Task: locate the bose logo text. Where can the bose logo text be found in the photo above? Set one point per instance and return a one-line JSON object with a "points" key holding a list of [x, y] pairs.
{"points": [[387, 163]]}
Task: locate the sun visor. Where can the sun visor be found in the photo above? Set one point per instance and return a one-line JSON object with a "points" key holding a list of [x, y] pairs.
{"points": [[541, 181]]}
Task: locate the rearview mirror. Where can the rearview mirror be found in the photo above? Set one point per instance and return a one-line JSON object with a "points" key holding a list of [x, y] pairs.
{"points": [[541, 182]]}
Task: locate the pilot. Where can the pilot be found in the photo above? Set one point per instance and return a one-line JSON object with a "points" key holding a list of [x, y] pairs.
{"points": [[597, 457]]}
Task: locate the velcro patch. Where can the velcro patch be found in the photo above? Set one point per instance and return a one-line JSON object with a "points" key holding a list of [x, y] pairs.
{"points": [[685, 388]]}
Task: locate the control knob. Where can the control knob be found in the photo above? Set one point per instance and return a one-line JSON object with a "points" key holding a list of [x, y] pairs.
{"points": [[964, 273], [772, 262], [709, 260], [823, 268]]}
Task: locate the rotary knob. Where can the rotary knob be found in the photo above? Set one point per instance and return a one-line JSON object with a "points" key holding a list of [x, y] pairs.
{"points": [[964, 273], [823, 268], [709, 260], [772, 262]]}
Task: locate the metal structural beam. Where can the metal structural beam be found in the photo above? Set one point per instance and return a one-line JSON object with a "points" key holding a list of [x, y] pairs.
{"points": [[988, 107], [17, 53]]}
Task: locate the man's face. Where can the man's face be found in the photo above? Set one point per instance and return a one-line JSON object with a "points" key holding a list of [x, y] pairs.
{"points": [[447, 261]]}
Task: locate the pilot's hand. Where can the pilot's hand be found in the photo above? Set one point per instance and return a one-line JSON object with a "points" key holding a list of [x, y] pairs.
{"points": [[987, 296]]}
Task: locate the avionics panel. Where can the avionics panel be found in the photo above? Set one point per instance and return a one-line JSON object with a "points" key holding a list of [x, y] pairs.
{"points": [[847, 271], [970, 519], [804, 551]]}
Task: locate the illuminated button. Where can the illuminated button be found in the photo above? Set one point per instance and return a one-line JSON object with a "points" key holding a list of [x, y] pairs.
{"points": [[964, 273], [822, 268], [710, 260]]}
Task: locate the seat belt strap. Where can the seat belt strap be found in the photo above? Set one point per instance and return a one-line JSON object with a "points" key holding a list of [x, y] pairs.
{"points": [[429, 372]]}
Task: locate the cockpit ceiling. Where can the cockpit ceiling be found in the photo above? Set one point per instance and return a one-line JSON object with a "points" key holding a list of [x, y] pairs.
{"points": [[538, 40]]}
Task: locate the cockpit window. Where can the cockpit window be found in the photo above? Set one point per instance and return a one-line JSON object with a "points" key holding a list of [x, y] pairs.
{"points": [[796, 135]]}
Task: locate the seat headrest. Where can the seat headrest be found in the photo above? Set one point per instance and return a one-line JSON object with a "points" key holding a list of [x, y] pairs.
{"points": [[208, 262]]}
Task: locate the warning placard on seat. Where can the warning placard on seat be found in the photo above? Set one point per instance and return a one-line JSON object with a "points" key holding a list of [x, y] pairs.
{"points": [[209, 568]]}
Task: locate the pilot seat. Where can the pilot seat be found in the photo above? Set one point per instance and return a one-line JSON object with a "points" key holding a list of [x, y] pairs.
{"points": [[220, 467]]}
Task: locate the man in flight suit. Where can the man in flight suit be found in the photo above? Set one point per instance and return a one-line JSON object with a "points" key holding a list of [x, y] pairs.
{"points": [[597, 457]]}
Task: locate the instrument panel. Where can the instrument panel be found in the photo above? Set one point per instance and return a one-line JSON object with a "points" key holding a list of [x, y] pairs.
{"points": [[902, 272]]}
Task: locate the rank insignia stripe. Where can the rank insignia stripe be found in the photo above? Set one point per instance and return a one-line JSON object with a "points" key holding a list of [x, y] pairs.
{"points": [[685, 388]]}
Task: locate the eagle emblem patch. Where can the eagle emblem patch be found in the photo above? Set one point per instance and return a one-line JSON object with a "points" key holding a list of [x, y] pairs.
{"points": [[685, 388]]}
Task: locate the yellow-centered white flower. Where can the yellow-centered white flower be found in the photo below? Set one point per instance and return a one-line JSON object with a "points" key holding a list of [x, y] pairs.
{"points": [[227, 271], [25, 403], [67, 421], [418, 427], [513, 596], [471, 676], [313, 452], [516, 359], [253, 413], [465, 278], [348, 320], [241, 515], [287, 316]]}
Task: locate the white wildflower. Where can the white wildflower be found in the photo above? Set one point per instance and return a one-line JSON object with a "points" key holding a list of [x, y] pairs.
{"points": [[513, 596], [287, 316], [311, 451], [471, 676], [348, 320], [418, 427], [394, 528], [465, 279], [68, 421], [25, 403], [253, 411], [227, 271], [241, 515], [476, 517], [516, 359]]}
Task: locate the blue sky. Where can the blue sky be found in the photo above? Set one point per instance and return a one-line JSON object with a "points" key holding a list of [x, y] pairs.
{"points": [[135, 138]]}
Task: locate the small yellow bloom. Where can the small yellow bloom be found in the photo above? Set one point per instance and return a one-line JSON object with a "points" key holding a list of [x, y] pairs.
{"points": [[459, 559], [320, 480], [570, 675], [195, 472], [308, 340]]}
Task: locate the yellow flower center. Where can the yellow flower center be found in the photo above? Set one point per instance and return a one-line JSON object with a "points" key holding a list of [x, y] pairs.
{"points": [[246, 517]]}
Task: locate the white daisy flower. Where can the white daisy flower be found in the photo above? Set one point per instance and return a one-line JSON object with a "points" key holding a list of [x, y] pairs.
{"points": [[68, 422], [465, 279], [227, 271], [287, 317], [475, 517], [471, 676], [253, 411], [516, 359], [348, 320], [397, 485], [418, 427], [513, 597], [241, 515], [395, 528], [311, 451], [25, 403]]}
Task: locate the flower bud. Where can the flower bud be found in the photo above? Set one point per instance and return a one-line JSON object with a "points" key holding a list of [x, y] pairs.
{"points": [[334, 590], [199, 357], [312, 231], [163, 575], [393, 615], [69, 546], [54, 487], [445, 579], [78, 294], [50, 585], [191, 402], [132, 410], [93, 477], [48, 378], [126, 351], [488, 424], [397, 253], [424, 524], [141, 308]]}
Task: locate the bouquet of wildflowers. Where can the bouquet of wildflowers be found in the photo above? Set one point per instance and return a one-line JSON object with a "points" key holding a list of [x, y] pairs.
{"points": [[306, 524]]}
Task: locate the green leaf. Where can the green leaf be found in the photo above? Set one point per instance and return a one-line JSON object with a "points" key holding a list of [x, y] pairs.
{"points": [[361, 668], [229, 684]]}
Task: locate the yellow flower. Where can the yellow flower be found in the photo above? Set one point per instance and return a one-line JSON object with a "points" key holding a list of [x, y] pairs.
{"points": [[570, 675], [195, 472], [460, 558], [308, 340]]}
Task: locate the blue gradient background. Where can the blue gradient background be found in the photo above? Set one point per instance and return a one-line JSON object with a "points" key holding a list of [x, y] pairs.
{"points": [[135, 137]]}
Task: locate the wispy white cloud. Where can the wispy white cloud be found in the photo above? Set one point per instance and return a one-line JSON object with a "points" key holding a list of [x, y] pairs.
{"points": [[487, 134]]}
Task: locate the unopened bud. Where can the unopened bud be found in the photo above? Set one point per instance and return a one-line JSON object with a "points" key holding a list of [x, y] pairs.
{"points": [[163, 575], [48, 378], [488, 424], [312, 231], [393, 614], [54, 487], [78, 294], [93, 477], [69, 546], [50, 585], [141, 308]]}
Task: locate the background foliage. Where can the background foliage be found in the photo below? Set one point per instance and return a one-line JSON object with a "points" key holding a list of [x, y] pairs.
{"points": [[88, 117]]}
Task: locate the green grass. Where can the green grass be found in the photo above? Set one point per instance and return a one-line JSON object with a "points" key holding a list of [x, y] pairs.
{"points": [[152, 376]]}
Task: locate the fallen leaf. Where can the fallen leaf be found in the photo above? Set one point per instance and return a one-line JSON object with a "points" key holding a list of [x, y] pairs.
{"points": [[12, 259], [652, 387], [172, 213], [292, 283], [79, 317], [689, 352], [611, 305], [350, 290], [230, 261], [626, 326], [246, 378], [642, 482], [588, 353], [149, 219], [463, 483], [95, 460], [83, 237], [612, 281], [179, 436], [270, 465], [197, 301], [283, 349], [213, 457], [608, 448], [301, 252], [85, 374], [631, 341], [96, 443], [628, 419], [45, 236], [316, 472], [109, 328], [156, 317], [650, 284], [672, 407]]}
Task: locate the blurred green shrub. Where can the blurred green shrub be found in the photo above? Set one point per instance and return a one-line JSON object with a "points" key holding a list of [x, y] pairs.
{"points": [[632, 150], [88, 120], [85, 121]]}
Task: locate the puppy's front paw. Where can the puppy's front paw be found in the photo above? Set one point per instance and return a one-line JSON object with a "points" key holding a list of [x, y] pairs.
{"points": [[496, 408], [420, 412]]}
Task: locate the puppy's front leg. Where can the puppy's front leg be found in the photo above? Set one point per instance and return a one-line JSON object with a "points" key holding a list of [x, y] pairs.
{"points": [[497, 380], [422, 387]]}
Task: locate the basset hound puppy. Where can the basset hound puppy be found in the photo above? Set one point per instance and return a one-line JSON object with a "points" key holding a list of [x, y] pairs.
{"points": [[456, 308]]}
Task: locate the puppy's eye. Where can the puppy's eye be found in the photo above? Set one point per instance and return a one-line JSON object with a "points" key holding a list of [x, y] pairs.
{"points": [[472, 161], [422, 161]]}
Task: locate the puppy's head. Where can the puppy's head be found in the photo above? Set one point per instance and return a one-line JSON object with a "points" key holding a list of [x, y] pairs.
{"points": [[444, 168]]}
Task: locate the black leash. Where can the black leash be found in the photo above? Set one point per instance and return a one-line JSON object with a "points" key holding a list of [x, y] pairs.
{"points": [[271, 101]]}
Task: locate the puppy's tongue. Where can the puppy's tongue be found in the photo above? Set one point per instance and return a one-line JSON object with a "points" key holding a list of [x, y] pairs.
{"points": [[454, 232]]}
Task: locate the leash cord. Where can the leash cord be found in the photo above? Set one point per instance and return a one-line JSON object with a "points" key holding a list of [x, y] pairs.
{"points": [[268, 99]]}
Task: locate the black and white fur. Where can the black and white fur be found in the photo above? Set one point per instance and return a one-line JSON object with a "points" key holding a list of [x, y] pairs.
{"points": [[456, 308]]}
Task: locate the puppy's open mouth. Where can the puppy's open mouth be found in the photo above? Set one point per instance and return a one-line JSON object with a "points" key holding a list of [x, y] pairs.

**Instructions to follow:**
Repeat exactly the lines from the one containing "Task: locate the black leash." through the last line of the records above, both included, and nothing else.

**Problem solution:**
Task: locate the black leash. Where can the black leash be found in the photo above? Set one point per instance and return a one-line JSON object with a "points" key holding a list of [x, y] pairs.
{"points": [[271, 101]]}
Task: locate the puppy's tongue. Where can the puppy's tongue be found in the photo above? Set one point per instance and return a one-line JSON object with a "points" key holding a list of [x, y] pairs.
{"points": [[454, 232]]}
Task: locate the leash cord. Where can the leash cord be found in the photo above? Set one point per instance and return a one-line JSON object with a "points" key holding a list of [x, y] pairs.
{"points": [[268, 99]]}
Task: locate the black and white fur. Where can the black and white fur be found in the photo above? Set one point per instance and return a one-line JSON object with a "points" key holding a list of [x, y] pairs.
{"points": [[456, 308]]}
Task: locate the puppy's open mouth. Where can the puppy's open mouth be found in the photo above? Set one point per instance and return a one-line JSON object with a "points" key holding a list of [x, y] pairs.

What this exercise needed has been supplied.